▸ Directions for this task
List each line of the rows below that contains the string "parked", copying the whole line. Case counts.
---------------
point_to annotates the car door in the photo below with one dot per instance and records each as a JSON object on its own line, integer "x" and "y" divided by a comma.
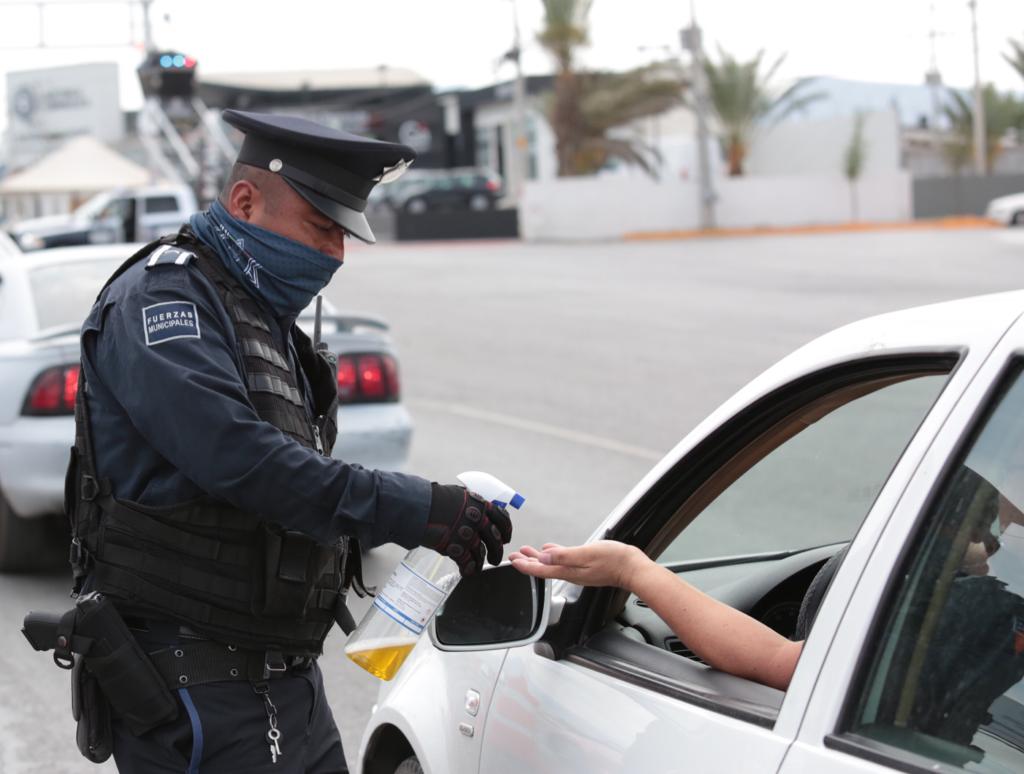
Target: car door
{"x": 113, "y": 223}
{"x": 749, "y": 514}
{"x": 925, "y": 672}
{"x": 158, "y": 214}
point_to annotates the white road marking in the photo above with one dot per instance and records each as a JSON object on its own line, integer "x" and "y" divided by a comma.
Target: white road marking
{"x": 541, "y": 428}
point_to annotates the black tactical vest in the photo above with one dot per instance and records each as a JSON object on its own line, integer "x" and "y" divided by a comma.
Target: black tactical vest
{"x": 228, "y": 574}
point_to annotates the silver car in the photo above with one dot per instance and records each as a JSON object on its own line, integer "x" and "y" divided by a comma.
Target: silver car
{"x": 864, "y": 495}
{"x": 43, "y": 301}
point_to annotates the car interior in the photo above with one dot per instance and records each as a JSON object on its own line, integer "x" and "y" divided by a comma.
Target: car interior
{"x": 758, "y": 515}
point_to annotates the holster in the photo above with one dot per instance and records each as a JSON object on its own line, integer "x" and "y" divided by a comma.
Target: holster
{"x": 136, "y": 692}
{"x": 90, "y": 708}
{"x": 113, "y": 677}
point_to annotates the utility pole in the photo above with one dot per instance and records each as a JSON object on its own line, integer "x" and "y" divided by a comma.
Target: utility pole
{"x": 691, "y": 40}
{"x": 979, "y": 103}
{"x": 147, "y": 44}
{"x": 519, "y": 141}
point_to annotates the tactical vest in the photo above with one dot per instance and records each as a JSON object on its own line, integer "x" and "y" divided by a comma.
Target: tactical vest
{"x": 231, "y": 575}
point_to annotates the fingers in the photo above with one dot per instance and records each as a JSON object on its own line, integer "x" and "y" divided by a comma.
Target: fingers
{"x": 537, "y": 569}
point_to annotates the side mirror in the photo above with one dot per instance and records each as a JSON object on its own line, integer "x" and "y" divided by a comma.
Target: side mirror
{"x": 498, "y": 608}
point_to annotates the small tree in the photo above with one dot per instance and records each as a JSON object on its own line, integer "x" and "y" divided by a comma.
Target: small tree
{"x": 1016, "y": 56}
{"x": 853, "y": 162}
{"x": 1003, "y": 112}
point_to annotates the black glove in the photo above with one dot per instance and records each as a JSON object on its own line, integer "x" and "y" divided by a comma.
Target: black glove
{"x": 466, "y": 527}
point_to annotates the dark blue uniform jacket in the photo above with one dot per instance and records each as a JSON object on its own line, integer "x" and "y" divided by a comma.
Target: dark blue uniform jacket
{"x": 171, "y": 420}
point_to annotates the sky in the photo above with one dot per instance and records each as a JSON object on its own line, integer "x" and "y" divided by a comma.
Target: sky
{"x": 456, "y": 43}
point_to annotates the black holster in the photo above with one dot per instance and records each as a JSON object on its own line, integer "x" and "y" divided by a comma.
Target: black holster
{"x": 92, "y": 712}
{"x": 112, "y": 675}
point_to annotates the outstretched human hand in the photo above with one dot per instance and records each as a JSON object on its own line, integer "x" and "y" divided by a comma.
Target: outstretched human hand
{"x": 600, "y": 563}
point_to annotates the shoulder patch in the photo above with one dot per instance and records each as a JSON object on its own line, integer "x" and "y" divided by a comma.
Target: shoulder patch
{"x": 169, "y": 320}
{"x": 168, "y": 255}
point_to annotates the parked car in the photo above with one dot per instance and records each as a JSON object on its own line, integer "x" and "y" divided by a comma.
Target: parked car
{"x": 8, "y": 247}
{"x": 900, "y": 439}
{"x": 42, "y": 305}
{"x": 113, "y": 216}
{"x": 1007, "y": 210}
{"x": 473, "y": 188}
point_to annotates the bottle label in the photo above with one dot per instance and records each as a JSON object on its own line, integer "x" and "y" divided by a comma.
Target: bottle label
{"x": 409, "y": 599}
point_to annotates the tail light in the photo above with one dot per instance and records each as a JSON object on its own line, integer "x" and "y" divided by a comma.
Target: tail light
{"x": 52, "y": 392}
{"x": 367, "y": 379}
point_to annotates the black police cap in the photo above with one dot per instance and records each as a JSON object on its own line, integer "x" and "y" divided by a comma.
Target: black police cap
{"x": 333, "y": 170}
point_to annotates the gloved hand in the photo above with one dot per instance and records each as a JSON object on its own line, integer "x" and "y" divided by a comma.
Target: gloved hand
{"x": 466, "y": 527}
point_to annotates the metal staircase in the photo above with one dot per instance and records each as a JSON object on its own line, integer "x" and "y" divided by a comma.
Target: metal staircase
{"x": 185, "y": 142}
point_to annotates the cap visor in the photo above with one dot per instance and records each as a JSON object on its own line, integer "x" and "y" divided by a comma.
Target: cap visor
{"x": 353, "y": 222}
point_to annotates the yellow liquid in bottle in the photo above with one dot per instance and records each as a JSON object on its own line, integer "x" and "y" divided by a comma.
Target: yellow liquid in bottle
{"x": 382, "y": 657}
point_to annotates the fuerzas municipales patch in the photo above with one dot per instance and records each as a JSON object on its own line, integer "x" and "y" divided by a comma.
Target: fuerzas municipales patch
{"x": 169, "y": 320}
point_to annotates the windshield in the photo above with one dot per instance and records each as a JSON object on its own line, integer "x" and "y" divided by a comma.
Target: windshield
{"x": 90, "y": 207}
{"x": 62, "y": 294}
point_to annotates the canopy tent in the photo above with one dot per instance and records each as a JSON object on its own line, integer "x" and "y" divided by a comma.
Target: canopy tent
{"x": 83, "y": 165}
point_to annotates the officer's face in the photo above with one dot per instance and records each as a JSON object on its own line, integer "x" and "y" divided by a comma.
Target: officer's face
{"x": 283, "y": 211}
---------------
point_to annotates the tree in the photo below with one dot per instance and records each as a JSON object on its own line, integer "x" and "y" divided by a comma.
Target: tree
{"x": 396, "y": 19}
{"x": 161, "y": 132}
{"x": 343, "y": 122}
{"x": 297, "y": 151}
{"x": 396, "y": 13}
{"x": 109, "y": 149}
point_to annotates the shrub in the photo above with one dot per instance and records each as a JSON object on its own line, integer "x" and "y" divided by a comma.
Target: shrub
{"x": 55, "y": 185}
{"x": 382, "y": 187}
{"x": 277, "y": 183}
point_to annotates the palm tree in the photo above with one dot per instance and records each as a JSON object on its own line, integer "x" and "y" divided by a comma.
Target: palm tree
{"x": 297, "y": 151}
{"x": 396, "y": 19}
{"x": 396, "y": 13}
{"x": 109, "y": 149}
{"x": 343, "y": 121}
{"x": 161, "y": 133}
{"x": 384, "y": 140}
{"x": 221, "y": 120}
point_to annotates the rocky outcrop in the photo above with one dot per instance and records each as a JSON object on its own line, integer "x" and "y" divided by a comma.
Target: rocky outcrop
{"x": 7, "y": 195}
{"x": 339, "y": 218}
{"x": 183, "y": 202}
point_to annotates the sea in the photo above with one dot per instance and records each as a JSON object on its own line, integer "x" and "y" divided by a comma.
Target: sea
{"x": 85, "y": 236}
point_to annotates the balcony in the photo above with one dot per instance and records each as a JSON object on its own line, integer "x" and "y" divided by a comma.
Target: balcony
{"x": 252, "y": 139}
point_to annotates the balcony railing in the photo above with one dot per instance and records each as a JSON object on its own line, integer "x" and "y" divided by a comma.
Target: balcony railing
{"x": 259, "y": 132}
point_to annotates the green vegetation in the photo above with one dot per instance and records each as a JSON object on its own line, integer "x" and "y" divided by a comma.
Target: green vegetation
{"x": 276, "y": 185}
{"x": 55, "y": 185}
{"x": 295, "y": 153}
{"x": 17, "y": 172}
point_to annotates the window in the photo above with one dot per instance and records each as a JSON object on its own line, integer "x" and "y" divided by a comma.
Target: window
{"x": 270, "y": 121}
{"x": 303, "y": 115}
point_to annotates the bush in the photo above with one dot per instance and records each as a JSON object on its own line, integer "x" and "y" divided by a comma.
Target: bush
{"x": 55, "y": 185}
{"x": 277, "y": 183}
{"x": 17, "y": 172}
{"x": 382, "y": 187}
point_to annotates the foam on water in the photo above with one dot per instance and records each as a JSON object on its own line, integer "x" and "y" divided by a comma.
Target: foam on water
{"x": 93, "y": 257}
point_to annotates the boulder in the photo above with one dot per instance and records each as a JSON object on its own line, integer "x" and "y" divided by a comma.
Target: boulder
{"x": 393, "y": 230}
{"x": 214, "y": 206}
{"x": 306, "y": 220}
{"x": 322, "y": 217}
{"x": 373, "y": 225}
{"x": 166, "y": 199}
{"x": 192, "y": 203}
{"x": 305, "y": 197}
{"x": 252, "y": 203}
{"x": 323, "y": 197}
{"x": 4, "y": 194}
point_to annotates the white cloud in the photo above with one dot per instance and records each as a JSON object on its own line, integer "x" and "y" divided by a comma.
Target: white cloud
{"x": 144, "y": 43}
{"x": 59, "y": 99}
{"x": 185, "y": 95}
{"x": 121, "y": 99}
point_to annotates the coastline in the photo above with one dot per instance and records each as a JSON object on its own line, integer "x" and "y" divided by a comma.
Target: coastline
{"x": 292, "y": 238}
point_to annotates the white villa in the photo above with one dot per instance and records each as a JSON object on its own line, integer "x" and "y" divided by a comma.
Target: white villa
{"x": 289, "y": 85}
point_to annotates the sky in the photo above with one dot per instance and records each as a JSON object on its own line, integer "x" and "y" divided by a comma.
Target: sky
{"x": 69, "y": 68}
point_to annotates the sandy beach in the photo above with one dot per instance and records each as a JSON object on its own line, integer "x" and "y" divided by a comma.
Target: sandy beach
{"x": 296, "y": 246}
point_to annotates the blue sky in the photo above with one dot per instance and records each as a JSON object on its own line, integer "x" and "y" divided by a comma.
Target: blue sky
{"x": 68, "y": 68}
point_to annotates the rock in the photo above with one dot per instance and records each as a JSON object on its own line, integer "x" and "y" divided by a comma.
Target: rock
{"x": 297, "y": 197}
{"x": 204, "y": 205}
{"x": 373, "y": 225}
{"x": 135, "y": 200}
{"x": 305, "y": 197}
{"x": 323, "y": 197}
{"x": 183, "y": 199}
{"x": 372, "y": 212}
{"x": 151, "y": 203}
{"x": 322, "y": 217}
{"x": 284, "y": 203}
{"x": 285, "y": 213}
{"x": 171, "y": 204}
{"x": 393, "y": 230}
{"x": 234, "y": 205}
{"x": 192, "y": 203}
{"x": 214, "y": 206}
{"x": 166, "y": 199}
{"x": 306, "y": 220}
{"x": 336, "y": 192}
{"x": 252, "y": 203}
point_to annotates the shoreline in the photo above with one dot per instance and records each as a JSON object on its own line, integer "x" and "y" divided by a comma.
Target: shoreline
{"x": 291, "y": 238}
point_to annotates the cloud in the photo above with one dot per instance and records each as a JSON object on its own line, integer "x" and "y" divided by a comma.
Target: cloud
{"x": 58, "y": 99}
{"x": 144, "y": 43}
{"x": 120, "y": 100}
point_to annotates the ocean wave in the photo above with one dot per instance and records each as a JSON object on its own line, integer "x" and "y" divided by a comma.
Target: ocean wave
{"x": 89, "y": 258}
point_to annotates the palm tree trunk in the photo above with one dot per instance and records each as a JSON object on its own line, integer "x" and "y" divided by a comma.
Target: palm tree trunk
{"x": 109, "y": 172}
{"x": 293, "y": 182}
---------------
▸ Response
point_to annotates the parked car in the photo above with one dot per instance and records each as a JSON object on its own line, integer "x" and "y" divided by a comma.
Target: parked car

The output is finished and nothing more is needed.